>> BEGIN Supplied material
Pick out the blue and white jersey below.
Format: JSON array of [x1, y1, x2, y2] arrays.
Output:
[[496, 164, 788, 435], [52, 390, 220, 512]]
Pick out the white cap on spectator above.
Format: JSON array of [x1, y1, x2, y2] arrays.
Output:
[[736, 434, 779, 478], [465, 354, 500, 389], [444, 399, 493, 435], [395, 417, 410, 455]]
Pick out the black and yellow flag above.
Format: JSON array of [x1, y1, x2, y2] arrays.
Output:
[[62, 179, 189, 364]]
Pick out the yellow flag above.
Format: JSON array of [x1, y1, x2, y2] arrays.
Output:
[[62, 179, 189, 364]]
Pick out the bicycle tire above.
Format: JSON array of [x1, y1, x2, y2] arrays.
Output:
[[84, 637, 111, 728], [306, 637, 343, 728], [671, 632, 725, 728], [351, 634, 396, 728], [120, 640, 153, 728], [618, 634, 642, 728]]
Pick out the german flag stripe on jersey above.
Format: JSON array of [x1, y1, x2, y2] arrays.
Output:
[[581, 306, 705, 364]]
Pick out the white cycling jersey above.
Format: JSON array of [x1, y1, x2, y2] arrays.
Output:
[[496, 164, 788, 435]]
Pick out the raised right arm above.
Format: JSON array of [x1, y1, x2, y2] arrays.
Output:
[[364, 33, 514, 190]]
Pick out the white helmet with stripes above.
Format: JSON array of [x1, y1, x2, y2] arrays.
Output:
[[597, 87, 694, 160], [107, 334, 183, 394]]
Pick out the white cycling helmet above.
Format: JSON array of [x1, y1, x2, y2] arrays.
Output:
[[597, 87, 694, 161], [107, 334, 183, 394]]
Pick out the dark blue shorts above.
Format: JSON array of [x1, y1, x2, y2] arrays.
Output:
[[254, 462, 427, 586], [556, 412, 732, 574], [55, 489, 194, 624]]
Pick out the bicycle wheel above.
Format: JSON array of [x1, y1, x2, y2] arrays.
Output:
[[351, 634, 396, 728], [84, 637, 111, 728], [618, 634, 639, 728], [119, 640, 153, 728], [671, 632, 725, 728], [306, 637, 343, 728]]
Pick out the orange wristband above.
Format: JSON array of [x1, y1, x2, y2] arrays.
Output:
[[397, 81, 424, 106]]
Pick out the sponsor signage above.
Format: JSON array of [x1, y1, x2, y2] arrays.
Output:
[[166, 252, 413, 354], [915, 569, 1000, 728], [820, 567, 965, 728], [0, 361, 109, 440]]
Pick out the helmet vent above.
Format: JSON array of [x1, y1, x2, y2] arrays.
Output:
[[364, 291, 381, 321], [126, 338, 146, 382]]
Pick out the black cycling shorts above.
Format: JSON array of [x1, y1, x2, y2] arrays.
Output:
>> END Supplied material
Aim: Please render every line of the material above as a numbered list, leaving out any blank lines.

Full answer:
1. Pick out the blue and white jersey below.
2. Format: JSON array of [x1, y1, x2, y2] arrays.
3. Output:
4. [[496, 164, 788, 435], [52, 390, 220, 512]]
5. Pick out the white cap on spectator above.
6. Format: JSON array of [x1, y1, x2, y2] arrays.
7. Output:
8. [[736, 434, 779, 478], [465, 354, 500, 389], [444, 399, 493, 435], [395, 417, 410, 455]]
9. Pick out the black and yellow flag above.
10. Format: JSON array of [x1, y1, x2, y2] arrays.
11. Output:
12. [[62, 179, 189, 364]]
13. Pick out the yellow flag above.
14. Format: JSON array of [x1, y1, x2, y2] arrays.
15. Output:
16. [[62, 179, 189, 364]]
17. Pick out the bicycle tire above.
18. Format: JSON array of [x1, y1, x2, y2] arrays.
19. Output:
20. [[84, 637, 111, 728], [306, 637, 343, 728], [671, 632, 725, 728], [351, 634, 396, 728], [120, 640, 153, 728], [618, 634, 642, 728]]
21. Pick out the german flag stripe on jersey above.
22. Format: JSON array of [x1, y1, x2, y2] arrays.
23. Output:
24. [[581, 306, 705, 364]]
25. Pick out the white cycling jersey above.
26. Format: JSON array of [x1, y1, x2, y2] arrays.
27. Output:
28. [[496, 164, 788, 435]]
29. Pick out the raised right arm above.
30. Format: JSON array of [x1, y1, x2, y2] arrays.
31. Output:
32. [[364, 33, 514, 190]]
33. Pick out the white helmet with stripes above.
34. Format: JSON array of [x1, y1, x2, y2] arrays.
35. Output:
36. [[597, 87, 694, 160], [107, 334, 183, 394]]
37. Pick out the white cycling helmet above.
38. Format: JSON array of [x1, y1, x2, y2] arrays.
39. Output:
40. [[597, 87, 694, 161], [107, 334, 183, 394]]
41. Pick out the dark blue shorts above.
42. Format: JSON array of [x1, y1, x2, y2] arrays.
43. Output:
44. [[254, 462, 427, 586], [556, 412, 732, 574], [55, 489, 194, 624]]
45. Pick out the bicycle wheel above.
46. Format: JSON array of [x1, y1, x2, y2] arrays.
47. Output:
48. [[351, 634, 396, 728], [84, 637, 111, 728], [618, 634, 639, 728], [119, 640, 153, 728], [671, 632, 725, 728], [306, 637, 343, 728]]
49. Pick out the orange wristband above.
50. Format: JSON array of [x1, y1, x2, y2] arrays.
51. Output:
52. [[397, 81, 424, 106]]
53. Pick out the sponsor signage above.
54. Format: JSON array of [x1, y1, x2, y2] arrays.
55. Output:
56. [[166, 252, 413, 354], [915, 569, 1000, 728], [820, 567, 965, 728], [0, 361, 109, 440]]
57. Pick out the helmet vent above.
58. Format: JSON array of [x1, y1, x2, y2] arrays.
59. Output:
60. [[364, 291, 381, 321], [126, 338, 146, 382]]
61. Pick out the black cycling shorts above.
62. Format: JSON array of [x1, y1, x2, y2] arrays.
63. Output:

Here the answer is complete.